What is needed here is an exact copy of every entry.

----------------

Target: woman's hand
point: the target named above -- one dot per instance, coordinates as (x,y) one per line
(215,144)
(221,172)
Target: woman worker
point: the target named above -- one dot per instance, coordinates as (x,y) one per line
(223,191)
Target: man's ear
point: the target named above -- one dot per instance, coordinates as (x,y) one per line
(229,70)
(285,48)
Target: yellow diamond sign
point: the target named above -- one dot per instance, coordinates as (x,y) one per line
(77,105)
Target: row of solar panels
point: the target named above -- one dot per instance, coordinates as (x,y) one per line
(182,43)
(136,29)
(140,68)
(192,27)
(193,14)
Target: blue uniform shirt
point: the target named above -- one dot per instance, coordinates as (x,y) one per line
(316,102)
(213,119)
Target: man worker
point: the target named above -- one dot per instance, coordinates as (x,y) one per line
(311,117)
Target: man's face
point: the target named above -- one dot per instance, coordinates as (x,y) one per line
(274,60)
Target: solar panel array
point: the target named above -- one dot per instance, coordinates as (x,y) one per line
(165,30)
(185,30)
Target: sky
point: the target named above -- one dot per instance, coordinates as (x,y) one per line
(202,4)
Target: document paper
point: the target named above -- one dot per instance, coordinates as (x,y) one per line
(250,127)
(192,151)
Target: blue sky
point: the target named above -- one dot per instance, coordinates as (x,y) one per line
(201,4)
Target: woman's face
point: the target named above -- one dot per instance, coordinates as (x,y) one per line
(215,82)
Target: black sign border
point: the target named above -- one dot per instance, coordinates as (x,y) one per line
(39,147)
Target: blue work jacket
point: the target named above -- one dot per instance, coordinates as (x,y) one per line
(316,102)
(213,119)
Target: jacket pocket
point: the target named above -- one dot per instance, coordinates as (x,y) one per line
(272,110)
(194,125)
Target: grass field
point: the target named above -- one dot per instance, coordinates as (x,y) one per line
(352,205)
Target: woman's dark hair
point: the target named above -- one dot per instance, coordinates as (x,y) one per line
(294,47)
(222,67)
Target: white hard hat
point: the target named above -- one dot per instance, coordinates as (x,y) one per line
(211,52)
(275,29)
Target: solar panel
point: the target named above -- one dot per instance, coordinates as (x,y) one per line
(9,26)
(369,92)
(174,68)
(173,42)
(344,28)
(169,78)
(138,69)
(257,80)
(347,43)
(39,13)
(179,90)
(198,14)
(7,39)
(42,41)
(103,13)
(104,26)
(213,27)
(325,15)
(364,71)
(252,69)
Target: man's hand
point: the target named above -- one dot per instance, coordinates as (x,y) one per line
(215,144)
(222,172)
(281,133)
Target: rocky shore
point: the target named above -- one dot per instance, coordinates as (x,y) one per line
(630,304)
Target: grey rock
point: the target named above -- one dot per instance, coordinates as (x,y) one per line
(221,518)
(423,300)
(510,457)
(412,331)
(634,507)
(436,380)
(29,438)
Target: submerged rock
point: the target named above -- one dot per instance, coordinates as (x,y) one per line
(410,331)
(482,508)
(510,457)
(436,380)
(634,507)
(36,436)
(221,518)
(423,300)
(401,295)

----------------

**Worked solution**
Target: woman's hand
point: the target named above -- one dot per instance, coordinates as (x,y) one per line
(215,144)
(221,172)
Target: woman worker
point: the target named above -- one dot per instance, coordinates as (x,y) one per line
(223,191)
Target: man's ear
point: the target named above -- one dot per instance, coordinates as (x,y) one per line
(229,70)
(285,48)
Target: yellow diamond sign
point: the target named above -- one dot per instance, coordinates as (x,y) one per line
(77,105)
Target: row of solar panels
point: the target named above -- one dot per instance, coordinates as (x,y) one per line
(182,43)
(136,29)
(140,68)
(192,27)
(193,14)
Target: blue uniform shirt
point: the target named above -- one dot per instance, coordinates as (x,y) one per line
(316,102)
(213,119)
Target: man worker
point: the target named above -- one dot per instance, coordinates as (x,y) one per line
(311,117)
Target: man's face
point: the target named above -- one dot per instance, coordinates as (x,y) one per line
(274,60)
Target: solar panel array
point: the target named above -- one dot per instance, coordinates as (x,y) one per line
(165,30)
(185,30)
Target: sky
point: the target named above -- one dot per instance, coordinates as (x,y) one per line
(202,4)
Target: document paper
point: the target named above -- one dot per instance, coordinates as (x,y) one per line
(250,127)
(192,151)
Target: blue sky
point: the target named above -- one dot per instance, coordinates as (x,y) one per line
(201,4)
Target: woman's face
point: the target named above -- one dot per instance, coordinates as (x,y) one per line
(215,82)
Target: black sign border
point: the target named above -- one dot per instance, coordinates as (x,y) one per line
(39,147)
Target: blue work jacket
point: the target named above -- one dot per instance, coordinates as (x,y) one per line
(316,102)
(213,119)
Target: jacket pocket
point: the target named above -- one dot per instance, coordinates as (x,y) one per line
(272,110)
(194,125)
Target: grass field
point: the target named above -- one dot per instance, coordinates as (x,y) one per line
(352,205)
Target: woman's dark hair
point: the target named above -- one dot per instance, coordinates as (x,y) one per line
(294,47)
(222,67)
Target: white hard hat
point: the target named above -- one dot per instance, coordinates as (x,y) one per line
(211,52)
(275,29)
Target: solar panel
point: the target named above -- one dot per instance, coordinates as (x,y) one per line
(9,26)
(369,92)
(174,68)
(173,42)
(344,28)
(169,78)
(138,69)
(257,80)
(347,43)
(39,13)
(179,90)
(198,14)
(7,39)
(42,41)
(103,13)
(104,26)
(213,27)
(325,15)
(364,71)
(252,69)
Target: man's hand
point: the target named above -- one dot per instance, coordinates as (x,y) one per line
(215,144)
(222,172)
(281,133)
Target: rocky shore
point: the target named above -- one dot per instance, coordinates as (x,y) one per line
(630,304)
Target: grey rock
point: the target named above -- one dot per instance, coordinates as (x,y) one per line
(221,518)
(423,300)
(510,457)
(412,331)
(634,507)
(436,380)
(29,438)
Target: submerged rock
point: the target named above -- one dot per instance, coordinates as (x,y) one per line
(410,331)
(482,508)
(510,457)
(436,380)
(634,507)
(36,436)
(221,518)
(423,300)
(401,295)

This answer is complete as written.